───── Input for this task ─────
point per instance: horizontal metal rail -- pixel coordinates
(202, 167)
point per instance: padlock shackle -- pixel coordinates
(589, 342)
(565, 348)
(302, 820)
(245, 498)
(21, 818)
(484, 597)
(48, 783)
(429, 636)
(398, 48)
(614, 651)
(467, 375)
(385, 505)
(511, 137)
─────
**Exercise**
Reproduce the material above, changing "pixel coordinates" to "image coordinates" and leaving every other line unaltered.

**Final result**
point per instance: horizontal metal rail -- image coordinates
(202, 167)
point per instance: padlock shackle -- image coordinates
(589, 342)
(565, 348)
(302, 820)
(245, 498)
(21, 818)
(484, 597)
(48, 783)
(429, 636)
(398, 48)
(614, 651)
(467, 375)
(385, 505)
(511, 137)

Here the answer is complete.